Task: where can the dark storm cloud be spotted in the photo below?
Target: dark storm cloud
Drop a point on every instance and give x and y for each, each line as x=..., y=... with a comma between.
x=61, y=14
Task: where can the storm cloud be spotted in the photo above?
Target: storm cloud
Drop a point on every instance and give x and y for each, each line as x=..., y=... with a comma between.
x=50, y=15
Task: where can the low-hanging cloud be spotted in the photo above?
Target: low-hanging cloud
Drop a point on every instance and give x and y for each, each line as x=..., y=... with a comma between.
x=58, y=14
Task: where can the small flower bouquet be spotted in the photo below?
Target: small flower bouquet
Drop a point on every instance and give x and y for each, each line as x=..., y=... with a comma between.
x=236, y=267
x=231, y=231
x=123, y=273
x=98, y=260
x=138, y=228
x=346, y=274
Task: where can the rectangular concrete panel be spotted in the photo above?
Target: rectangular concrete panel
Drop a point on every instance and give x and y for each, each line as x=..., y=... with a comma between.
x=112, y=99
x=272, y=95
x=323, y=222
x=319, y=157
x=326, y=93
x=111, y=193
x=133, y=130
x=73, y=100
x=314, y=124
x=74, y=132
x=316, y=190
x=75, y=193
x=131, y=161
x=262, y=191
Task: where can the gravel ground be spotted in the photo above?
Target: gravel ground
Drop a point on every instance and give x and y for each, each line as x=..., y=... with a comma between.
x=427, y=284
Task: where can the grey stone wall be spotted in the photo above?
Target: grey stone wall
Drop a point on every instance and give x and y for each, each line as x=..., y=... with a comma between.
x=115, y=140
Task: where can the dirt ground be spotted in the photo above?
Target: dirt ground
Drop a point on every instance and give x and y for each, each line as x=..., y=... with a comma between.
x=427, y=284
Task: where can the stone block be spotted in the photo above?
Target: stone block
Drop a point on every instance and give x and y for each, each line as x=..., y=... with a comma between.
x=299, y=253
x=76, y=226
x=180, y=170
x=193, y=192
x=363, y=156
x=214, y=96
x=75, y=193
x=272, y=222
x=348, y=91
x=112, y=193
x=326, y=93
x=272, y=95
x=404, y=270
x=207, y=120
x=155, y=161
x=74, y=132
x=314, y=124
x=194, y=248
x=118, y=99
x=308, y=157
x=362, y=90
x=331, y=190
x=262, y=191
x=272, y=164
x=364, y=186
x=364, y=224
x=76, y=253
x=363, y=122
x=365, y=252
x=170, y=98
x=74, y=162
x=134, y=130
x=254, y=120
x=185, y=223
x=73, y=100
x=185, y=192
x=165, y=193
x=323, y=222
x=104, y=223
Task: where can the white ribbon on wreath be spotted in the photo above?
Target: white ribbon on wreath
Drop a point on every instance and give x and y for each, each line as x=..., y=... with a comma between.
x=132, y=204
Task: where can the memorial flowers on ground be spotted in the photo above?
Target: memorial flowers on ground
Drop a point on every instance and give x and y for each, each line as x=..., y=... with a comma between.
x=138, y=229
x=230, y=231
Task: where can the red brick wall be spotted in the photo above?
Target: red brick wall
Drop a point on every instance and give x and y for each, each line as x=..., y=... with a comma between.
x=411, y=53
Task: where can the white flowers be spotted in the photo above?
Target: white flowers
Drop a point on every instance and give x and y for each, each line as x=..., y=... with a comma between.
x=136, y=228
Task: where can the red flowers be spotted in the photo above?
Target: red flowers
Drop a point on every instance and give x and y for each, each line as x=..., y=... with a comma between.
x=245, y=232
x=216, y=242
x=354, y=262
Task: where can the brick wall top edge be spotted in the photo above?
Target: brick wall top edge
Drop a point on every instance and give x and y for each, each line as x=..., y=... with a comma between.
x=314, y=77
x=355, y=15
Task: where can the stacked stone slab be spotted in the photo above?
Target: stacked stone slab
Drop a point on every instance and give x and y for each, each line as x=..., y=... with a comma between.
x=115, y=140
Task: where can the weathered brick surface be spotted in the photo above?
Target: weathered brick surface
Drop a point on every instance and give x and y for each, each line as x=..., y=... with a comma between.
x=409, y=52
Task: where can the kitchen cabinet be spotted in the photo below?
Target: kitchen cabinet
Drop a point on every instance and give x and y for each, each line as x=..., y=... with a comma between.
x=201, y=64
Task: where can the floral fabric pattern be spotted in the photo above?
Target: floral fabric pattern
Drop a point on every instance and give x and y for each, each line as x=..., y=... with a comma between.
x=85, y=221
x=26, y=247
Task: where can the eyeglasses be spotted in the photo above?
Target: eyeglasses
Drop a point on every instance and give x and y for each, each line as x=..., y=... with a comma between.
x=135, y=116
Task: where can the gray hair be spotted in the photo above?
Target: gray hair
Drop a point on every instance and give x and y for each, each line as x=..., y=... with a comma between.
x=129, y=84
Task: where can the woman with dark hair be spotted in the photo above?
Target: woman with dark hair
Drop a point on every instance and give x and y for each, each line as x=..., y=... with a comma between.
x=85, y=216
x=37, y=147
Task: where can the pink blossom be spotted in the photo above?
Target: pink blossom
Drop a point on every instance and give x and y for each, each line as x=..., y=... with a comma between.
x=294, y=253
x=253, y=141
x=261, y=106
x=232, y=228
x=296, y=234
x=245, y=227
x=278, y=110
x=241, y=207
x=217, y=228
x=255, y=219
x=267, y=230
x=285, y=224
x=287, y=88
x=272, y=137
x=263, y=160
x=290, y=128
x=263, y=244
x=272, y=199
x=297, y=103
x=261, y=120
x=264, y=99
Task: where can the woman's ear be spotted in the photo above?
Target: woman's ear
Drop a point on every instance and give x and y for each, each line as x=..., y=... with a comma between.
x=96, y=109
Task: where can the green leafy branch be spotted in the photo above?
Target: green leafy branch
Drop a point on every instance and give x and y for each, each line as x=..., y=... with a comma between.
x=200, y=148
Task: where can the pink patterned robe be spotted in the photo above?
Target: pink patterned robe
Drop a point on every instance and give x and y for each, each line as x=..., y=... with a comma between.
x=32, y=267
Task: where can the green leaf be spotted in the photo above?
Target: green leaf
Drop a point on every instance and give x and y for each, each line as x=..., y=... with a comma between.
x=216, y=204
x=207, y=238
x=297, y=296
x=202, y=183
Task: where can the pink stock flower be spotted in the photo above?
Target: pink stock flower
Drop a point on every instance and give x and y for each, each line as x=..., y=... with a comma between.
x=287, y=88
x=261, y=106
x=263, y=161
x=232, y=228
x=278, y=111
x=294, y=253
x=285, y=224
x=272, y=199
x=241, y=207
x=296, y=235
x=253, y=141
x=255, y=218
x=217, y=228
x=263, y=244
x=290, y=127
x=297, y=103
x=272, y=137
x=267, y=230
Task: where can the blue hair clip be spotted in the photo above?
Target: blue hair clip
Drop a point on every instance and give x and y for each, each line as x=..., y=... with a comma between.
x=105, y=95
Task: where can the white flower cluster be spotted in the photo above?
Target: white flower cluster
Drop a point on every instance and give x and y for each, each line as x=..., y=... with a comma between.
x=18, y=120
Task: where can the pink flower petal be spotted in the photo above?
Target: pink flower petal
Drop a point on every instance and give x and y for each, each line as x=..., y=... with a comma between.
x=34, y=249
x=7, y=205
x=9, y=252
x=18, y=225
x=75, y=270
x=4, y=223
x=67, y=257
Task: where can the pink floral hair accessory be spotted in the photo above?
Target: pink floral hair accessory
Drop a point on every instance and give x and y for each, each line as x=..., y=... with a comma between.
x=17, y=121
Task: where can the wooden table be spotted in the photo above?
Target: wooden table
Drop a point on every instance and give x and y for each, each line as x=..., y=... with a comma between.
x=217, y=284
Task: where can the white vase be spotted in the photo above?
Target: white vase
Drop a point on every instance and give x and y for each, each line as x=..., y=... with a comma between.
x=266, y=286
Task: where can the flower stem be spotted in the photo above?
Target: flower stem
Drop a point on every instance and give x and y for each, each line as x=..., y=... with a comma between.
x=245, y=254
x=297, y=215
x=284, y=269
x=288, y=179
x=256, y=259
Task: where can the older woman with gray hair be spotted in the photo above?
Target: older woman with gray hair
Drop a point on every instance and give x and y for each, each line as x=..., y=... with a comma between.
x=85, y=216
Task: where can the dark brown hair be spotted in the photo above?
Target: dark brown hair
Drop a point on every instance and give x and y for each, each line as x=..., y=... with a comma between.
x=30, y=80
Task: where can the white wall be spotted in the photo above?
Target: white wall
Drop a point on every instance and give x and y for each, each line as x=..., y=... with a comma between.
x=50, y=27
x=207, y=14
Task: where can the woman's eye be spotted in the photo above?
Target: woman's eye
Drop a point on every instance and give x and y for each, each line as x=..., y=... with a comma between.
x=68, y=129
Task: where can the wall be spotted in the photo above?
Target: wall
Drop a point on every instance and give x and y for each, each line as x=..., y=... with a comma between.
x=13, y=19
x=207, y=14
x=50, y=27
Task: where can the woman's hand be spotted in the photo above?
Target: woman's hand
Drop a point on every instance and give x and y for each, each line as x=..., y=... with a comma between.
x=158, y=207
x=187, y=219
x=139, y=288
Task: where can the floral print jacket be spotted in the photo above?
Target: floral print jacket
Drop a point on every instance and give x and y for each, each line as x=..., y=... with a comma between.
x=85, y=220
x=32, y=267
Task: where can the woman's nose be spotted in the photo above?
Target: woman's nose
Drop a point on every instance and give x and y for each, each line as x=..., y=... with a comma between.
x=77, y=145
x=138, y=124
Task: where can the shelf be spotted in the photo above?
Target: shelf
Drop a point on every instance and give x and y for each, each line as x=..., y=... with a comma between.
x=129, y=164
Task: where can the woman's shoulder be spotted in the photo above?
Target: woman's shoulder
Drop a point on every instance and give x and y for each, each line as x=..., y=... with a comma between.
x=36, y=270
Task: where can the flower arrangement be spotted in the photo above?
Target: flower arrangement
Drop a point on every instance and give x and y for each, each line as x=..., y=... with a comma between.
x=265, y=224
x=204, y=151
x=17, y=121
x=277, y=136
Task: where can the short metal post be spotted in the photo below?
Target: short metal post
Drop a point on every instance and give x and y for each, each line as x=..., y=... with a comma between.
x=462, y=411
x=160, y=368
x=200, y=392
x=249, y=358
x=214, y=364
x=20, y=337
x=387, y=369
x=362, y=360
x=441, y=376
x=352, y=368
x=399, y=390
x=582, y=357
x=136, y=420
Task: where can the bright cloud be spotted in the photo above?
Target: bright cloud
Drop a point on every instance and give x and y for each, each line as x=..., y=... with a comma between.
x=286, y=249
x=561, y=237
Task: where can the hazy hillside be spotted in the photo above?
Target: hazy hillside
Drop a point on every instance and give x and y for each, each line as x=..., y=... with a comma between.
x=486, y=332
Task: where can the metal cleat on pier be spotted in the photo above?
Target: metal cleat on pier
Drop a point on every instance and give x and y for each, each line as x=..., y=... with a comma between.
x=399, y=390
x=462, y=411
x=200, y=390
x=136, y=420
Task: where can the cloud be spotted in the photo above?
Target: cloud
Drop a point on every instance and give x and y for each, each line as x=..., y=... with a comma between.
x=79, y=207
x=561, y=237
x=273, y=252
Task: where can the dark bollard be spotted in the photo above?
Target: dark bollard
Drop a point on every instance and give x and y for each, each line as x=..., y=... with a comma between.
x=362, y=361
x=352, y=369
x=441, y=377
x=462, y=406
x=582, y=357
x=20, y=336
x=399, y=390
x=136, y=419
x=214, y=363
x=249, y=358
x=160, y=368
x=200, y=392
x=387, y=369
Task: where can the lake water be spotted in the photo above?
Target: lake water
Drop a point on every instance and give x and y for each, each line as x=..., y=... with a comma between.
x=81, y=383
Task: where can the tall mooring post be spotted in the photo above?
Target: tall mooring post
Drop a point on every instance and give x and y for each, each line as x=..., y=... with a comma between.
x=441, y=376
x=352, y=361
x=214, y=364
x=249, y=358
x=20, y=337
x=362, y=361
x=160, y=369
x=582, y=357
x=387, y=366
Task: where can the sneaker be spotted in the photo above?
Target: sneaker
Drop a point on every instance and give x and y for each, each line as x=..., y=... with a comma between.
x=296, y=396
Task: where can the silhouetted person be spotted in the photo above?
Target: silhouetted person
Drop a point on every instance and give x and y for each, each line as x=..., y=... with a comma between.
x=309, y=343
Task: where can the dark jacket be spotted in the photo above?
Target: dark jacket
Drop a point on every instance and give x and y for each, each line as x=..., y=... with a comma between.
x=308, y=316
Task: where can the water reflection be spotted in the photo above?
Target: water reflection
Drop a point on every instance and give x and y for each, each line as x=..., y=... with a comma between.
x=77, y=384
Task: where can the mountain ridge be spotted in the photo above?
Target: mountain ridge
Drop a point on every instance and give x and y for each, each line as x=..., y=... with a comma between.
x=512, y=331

━━━━━━━━━━━━━━━━

> Short problem:
Begin with the line that contains "Task: where can the cloud" and end with the last line of the records; set down every line in that span exactly, and nothing else.

> Solution to this problem:
Task: where can the cloud be spotted in the photo above?
Target: cloud
Drop a point on every instance and give x and y for each, each line as x=..., y=... with a comma between.
x=79, y=207
x=561, y=237
x=273, y=252
Task: where can the dark bollard be spotted in the photo above?
Target: dark bollard
Drop a point on every instance and give x and y for each, each line as x=..., y=... with a comma between.
x=362, y=361
x=352, y=369
x=441, y=377
x=462, y=406
x=582, y=357
x=20, y=336
x=399, y=390
x=136, y=419
x=214, y=363
x=249, y=358
x=160, y=368
x=200, y=392
x=387, y=369
Task: where can the lake water be spotted in the photo above?
Target: lake water
Drop a point on every instance and give x and y for each, each line as x=..., y=... with a comma between.
x=81, y=383
Task: where can the tall mooring post be spotted in the photo above?
Target: tall mooring post
Drop a point on every instance and give x and y for each, each line as x=..., y=... with a comma between.
x=441, y=376
x=352, y=361
x=214, y=364
x=249, y=358
x=20, y=337
x=362, y=361
x=160, y=369
x=582, y=357
x=387, y=366
Task: where can the sneaker be spotted in the photo above?
Target: sneaker
Drop a point on every instance and give x and y for each, each line as x=..., y=... with a comma between.
x=296, y=396
Task: where can the silhouetted person be spotted in the photo above?
Target: silhouetted person
Drop a point on every instance and give x and y for each, each line as x=..., y=... with a comma between.
x=309, y=343
Task: where can the dark jacket be spotted in the photo above?
Target: dark jacket
Drop a point on every instance and give x and y for each, each line as x=..., y=... with a comma between.
x=308, y=316
Task: where can the water reflection be spotted in the photo above?
Target: water reflection
Drop a point on every instance and give x and y for each, each line as x=..., y=... with a comma between.
x=77, y=384
Task: where can the mountain ridge be spotted in the photo above?
Target: mountain ridge
Drop a point on every instance and give x and y for each, each line as x=..., y=... with a comma between.
x=512, y=331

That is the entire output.